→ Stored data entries

%%

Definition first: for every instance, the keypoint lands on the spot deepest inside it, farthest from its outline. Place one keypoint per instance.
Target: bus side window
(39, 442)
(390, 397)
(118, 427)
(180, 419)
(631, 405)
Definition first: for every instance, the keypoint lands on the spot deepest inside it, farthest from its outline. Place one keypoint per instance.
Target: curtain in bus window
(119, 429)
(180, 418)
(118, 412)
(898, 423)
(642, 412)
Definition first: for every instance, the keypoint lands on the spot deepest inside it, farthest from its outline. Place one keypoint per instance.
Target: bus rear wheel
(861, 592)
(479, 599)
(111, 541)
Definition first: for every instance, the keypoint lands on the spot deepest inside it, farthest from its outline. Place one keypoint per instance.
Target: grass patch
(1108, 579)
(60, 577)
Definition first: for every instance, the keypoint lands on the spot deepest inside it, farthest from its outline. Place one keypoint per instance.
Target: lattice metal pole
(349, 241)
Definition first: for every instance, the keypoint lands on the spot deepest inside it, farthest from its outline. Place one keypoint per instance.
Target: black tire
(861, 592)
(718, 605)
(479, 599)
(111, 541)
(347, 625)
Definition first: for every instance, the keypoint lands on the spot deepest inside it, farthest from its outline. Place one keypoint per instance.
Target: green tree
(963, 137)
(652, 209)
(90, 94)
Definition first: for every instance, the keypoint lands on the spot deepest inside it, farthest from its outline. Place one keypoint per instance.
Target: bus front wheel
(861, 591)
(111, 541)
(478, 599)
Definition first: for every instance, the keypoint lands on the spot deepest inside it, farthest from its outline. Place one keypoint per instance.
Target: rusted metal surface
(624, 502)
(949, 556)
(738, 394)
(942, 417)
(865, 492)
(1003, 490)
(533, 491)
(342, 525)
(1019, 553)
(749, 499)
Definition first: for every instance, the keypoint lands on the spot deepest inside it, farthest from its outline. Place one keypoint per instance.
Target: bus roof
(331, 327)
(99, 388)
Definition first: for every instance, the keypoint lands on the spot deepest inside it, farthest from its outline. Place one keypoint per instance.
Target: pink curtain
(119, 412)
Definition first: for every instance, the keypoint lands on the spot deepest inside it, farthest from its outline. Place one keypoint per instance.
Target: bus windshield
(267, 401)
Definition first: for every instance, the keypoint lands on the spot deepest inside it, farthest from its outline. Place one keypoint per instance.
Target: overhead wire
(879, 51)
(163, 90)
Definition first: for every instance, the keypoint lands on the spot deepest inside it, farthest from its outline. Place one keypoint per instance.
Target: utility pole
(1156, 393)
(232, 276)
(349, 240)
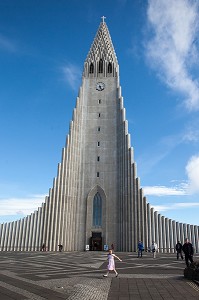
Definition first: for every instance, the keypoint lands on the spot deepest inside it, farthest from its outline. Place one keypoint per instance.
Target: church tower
(96, 197)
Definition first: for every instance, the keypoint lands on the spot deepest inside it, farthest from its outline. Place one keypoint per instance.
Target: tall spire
(102, 49)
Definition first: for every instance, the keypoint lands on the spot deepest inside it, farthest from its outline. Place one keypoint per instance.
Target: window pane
(97, 210)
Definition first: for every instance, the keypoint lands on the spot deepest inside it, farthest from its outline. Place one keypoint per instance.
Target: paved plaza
(79, 275)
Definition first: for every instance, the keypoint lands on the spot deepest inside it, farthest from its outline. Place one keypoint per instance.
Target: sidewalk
(54, 276)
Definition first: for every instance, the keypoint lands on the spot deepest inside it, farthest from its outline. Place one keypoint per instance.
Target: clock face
(100, 86)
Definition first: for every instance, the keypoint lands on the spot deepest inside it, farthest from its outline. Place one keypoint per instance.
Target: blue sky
(43, 46)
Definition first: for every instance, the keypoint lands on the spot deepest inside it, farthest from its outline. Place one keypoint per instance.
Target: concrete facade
(96, 197)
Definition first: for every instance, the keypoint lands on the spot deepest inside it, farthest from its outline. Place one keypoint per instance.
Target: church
(96, 200)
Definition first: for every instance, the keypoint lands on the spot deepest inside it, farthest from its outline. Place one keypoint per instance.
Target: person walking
(179, 250)
(111, 263)
(140, 249)
(154, 248)
(187, 248)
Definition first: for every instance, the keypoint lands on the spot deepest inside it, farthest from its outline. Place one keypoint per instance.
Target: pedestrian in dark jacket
(179, 250)
(187, 248)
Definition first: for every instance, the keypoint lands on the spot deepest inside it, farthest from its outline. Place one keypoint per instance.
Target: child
(111, 263)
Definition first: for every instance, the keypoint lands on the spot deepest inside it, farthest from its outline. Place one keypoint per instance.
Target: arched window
(91, 68)
(101, 66)
(97, 210)
(109, 68)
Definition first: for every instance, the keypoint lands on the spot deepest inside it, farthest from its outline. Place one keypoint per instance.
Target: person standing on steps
(154, 248)
(140, 249)
(111, 263)
(187, 248)
(179, 250)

%%

→ Task to complete
The entries should be reproduced word for word, pictures omitted.

→ Solution for this task
Definition first: for every instance, the keypoint lands on the spot deepest inside it, farthest from its outline. Place one keypoint per instance.
Target: bus side window
(39, 442)
(390, 397)
(118, 427)
(180, 419)
(631, 405)
Definition first: for every instance, the keypoint lands on the spot deepest inside it, farthest from its outline. Place one keypoint per instance.
Target: curtain in bus window
(119, 429)
(180, 418)
(118, 412)
(898, 423)
(642, 412)
Definition first: for every instance, the keypoint lands on the spot deepest inside it, farthest from its outline. Place one keypoint per instance.
Target: bus rear wheel
(861, 592)
(479, 599)
(111, 541)
Definition first: for every instance, the keypoint lands on the spot deepest inside it, farthest from its outline. Place one keypoint per instance.
Target: grass patch
(1108, 579)
(60, 577)
Definition first: for every instance, the keypoint lands on the spot deepest inside it, farthest from its outline. Place one keypoint per instance.
Target: lattice metal pole
(349, 241)
Definition first: for every instance, the keypoint lands on the spot deepest inside it, farthest from its outline. Place one keypoint per instance.
Target: black tire
(861, 592)
(718, 605)
(479, 599)
(111, 541)
(347, 625)
Definition first: for every instance, the keypoint lands on the spot deepest inside it, farthest from its outline. Place one keypoint per instance.
Target: green tree
(963, 137)
(652, 209)
(90, 94)
Definition first: for every instance, the keypoint lands on the spot deepest inside it, farthest from its outline. Place one keypoint per instance.
Target: bus front wheel
(861, 591)
(111, 541)
(478, 599)
Definition first: for every instance, the keypoint lands on the spot deepest inside it, farthest from its outline. Place one keypoint per instance.
Target: rusted metal surface
(624, 502)
(949, 556)
(738, 394)
(942, 417)
(865, 492)
(1003, 490)
(533, 491)
(342, 525)
(1019, 553)
(749, 499)
Definition first: for every instance, the keypoint lands on the spot deepest inside it, farthest from its outline. Place one keypoint per instance.
Target: bus roof
(331, 327)
(99, 388)
Definition first: for every instance, the keypoint lands on the spot deepest inside it, farthest from its outline. Place one keypoint per instance.
Target: pink curtain
(119, 412)
Definition first: for every instance, the keypoint lands on the spot deepest inside it, farthest from its outline. Place one keypoint per instance.
Target: bus windshield
(267, 401)
Definition first: for every instance, the keypoint lands on the spot deepest inside it, farthest from its outline. Place one keypoint per instance.
Target: overhead wire
(879, 51)
(163, 90)
Definition first: for every instance, the keypoint lands on the spot deepest inside it, farthest from its outline. Place one keypoint per instance.
Target: utility pole
(1156, 393)
(232, 276)
(349, 240)
Definition first: for every instance, the keypoint lands on the spot deepest inside it, farthest from its outline. Place one keypoint per instance.
Target: church tower
(96, 197)
Definition first: for every instance, the keypoint lands on the spot deepest inside it, farthest from its outline. Place one keypoint per instance.
Target: tall spire
(102, 49)
Definition first: for every instance, the keypoint lands on the spot deepest inside it, farthest from its outline. Place one keypoint per instance.
Target: window pane
(97, 210)
Definition first: for every instance, the keypoint lands on the spot deepest inside it, farthest from its outline. Place one keypoint per instance.
Target: paved plaza
(79, 275)
Definition first: for every instance, the keypoint lands on the spot deepest inside it, farthest from its outline. Place one keypoint per instance.
Target: sidewalk
(54, 276)
Definition first: for every instance, the keypoint lands on the spot deepest inside it, farthest from its outline. Place one keypoint per instance.
Target: clock face
(100, 86)
Definition first: for every instance, the keypoint lands on the spot deepest inside it, farthest from its outline. Place one keypoint per instance.
Target: blue sky
(43, 46)
Definition first: for every instance, the keypoint lands on the spot deepest inside it, farthest from its outline. Place one keypoint per instance.
Target: concrete facade
(96, 197)
Definition first: for every instance, the keypoint lands on the spot deepest inside it, farthest from its outline. Place one keypoint per instance.
Target: church
(96, 200)
Definition first: for every instance, the keypoint lands on the spot deepest inside it, farthest from its outline. Place one keypoint per instance.
Target: person walking
(179, 250)
(111, 263)
(140, 249)
(154, 248)
(187, 248)
Definition first: for every instance, the keypoint lands on the spot deepest inside it, farthest from its outline. Place one keypoint per instance.
Target: pedestrian in dark jacket
(179, 250)
(187, 248)
Definition first: for every instance, the keypoint lands on the spot deepest inside it, farthest from its outline. Place one keypoint per instance.
Target: child
(111, 263)
Definition first: for every instance, the keypoint lands on the spot deepest inside it, farthest from its outline. Place one keypoint per instance.
Target: arched window
(91, 68)
(101, 66)
(97, 210)
(109, 68)
Definition first: for every instance, the keypoint lands on the spot deepest inside it, farthest from its outline. Place one keypoint per instance.
Target: person standing on steps
(154, 248)
(140, 249)
(111, 263)
(187, 248)
(179, 250)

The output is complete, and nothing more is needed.